■ What the task requires: Filter the records below down to lines containing "instance".

■ Exercise inputs:
· · · · ·

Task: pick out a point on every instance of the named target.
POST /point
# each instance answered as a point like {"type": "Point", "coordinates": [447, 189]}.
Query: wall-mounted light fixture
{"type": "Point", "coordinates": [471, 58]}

· · · · ·

■ Response box:
Task: pick out a point on every instance of the named target.
# each instance answered as a point like {"type": "Point", "coordinates": [447, 189]}.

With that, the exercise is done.